**Task:** Where does the string "engine" appear in the records? Copy every line that contains it.

▼

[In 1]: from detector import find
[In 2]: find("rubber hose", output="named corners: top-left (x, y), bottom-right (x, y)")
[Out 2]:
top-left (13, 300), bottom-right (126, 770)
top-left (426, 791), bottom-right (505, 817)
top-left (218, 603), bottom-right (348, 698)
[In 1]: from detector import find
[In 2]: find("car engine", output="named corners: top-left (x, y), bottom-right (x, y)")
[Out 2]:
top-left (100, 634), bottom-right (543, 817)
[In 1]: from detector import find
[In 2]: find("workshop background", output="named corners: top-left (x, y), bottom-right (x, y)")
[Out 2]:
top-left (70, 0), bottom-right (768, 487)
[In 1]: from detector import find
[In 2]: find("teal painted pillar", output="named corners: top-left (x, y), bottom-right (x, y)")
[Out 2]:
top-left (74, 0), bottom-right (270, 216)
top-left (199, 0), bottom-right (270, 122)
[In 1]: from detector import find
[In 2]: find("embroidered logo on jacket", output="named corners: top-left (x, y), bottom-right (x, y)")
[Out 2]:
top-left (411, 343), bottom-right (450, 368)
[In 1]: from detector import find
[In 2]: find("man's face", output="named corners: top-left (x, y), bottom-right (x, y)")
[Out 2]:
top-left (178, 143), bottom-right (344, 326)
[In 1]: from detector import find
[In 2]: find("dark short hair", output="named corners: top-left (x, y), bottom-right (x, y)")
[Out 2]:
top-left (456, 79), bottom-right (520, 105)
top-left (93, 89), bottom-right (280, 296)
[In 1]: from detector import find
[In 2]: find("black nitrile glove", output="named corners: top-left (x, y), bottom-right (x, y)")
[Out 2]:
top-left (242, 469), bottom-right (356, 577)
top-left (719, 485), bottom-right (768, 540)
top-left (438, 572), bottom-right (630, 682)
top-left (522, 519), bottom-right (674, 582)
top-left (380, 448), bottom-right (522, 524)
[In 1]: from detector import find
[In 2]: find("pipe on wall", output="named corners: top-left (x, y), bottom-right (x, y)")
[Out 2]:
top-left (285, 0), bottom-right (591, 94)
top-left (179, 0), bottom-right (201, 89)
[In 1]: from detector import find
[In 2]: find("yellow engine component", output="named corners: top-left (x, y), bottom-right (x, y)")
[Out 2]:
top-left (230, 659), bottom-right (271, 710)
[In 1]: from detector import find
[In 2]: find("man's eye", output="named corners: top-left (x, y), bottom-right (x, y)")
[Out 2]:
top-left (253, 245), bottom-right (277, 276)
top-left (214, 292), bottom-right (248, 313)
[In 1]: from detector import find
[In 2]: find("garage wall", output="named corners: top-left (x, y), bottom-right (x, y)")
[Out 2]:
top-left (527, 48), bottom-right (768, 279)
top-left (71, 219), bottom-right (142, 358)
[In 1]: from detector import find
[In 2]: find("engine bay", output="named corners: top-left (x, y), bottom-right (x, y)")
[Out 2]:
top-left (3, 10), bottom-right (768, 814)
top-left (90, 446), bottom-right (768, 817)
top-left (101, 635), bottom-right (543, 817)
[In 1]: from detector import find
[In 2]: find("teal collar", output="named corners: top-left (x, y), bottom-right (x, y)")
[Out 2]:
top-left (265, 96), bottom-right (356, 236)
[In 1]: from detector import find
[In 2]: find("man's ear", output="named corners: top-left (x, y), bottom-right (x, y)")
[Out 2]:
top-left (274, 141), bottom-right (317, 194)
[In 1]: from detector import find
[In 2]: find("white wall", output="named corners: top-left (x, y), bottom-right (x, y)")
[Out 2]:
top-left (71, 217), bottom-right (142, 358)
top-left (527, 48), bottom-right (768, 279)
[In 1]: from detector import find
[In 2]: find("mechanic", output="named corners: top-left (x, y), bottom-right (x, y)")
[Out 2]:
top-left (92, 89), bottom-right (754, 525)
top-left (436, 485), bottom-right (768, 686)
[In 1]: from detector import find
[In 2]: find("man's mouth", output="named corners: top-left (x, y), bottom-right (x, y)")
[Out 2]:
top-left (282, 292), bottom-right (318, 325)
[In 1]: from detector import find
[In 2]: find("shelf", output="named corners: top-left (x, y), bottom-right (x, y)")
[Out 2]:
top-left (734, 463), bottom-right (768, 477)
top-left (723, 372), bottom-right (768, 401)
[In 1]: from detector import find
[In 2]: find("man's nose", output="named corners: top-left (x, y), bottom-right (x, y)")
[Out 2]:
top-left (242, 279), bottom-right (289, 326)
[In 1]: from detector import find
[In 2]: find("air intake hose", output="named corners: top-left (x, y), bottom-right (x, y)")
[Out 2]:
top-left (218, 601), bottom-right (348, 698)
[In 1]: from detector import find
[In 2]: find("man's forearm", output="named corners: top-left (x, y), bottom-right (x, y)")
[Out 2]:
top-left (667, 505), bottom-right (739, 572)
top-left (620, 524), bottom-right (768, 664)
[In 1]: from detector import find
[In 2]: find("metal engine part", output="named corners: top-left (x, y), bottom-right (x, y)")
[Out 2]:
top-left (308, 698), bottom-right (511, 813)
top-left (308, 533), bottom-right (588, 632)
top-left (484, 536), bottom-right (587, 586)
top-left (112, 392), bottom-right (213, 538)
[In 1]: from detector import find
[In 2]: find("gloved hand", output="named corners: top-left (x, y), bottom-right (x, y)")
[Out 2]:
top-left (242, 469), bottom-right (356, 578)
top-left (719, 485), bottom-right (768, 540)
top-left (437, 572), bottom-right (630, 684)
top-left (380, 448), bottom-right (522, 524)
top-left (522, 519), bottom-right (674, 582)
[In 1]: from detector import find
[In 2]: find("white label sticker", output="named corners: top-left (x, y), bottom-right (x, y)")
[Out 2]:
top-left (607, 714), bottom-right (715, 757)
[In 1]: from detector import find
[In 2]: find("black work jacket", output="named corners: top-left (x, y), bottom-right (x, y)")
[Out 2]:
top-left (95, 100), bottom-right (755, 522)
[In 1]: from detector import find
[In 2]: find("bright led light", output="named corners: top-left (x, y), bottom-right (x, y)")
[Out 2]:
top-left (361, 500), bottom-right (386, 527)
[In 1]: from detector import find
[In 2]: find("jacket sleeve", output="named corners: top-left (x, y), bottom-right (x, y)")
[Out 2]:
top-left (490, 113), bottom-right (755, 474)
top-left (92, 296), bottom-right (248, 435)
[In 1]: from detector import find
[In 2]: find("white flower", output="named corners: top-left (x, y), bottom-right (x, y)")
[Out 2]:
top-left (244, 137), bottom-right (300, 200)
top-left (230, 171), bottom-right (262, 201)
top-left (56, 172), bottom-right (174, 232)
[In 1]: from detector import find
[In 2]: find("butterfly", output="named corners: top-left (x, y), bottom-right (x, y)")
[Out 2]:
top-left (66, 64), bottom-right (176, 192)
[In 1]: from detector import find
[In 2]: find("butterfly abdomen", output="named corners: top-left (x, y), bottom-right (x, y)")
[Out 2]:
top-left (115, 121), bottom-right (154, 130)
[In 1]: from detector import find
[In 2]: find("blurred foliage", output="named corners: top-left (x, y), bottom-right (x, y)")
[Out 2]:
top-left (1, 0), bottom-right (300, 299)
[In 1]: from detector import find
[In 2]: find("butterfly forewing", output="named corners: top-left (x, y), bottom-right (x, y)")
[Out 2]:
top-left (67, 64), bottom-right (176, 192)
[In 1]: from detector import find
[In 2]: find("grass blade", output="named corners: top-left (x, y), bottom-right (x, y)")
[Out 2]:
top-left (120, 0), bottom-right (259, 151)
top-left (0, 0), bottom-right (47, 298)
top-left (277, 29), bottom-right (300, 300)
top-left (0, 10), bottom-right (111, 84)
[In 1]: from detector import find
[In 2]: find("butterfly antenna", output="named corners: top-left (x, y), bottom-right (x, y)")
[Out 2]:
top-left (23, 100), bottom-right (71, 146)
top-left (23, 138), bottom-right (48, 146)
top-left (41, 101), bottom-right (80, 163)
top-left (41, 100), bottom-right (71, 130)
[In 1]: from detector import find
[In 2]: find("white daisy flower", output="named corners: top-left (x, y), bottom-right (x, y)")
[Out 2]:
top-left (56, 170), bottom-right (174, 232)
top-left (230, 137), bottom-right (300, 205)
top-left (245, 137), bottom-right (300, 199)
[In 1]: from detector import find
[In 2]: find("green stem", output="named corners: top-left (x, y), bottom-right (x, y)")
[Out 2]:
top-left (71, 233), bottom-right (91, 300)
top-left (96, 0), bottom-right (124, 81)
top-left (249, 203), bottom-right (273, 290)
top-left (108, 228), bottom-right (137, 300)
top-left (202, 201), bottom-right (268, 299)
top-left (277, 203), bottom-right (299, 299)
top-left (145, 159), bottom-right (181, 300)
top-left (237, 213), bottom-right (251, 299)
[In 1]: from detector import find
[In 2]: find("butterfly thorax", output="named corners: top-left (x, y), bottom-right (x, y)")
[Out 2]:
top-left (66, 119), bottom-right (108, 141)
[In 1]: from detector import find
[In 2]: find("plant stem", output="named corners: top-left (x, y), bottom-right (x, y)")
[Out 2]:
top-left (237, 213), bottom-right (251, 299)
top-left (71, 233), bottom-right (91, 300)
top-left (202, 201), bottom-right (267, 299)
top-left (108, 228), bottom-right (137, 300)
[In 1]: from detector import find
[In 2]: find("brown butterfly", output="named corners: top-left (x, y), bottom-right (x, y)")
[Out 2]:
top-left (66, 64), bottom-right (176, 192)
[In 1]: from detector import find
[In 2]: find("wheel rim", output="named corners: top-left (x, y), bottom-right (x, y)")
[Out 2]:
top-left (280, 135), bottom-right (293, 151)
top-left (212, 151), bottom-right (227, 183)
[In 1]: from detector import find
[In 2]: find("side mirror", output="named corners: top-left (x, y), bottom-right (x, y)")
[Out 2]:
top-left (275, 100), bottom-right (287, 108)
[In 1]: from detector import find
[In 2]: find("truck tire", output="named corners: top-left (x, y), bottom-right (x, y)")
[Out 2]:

▲

**Exercise answer:**
[In 2]: find("car engine", output="named corners: top-left (x, y), bottom-right (x, y)")
[In 2]: find("yellow engine component", output="named corners: top-left (x, y), bottom-right (x, y)")
[In 2]: find("engine bay", output="named corners: top-left (x, y), bottom-right (x, y)")
[In 2]: find("metal engine part", output="named corners: top-left (x, y), bottom-right (x, y)")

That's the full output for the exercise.